[RAW DATA]
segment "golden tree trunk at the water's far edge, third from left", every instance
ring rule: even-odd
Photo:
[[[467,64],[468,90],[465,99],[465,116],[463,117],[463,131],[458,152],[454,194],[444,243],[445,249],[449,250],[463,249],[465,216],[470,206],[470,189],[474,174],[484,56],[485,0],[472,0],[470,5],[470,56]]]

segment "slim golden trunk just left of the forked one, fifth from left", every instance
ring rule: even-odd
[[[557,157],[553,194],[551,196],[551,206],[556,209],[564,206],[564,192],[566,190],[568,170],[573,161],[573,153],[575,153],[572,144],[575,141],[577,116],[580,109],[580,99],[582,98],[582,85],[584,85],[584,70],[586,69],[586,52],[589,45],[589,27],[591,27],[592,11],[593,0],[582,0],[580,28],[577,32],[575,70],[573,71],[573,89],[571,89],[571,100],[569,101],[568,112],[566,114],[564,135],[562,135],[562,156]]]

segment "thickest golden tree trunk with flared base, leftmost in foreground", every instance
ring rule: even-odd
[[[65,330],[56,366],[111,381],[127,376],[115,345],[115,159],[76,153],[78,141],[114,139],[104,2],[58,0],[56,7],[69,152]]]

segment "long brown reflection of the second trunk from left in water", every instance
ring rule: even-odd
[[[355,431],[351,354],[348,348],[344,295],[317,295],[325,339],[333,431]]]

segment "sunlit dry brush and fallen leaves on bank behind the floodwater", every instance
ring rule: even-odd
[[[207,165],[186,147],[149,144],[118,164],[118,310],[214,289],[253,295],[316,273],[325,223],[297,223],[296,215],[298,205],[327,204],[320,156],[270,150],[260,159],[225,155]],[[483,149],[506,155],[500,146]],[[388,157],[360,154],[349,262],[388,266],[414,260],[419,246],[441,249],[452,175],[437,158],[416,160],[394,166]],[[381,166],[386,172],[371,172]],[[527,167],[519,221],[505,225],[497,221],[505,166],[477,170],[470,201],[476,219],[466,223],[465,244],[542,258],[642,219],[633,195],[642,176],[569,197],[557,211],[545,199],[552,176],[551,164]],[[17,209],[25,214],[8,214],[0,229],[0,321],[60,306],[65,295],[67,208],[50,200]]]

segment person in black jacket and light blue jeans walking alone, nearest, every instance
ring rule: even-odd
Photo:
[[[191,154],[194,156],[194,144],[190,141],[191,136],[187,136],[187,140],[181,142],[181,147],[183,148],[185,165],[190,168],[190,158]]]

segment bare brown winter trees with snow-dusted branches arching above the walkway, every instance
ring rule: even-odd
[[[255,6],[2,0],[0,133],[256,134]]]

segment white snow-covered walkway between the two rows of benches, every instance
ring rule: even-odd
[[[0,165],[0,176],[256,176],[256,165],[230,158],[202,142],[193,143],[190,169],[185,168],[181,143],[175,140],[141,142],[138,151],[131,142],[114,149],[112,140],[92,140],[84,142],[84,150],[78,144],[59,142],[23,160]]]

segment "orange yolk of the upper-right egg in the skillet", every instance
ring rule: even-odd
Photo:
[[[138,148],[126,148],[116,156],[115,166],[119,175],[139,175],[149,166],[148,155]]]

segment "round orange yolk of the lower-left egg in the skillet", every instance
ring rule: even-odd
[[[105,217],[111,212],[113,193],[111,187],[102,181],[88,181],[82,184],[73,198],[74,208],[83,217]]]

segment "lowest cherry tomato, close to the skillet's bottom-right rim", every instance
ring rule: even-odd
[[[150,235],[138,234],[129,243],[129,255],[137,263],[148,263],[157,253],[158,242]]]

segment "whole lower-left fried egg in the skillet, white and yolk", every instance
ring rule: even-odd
[/RAW DATA]
Among the lines of the listing, count those holding the string "every" and reply with the count only.

12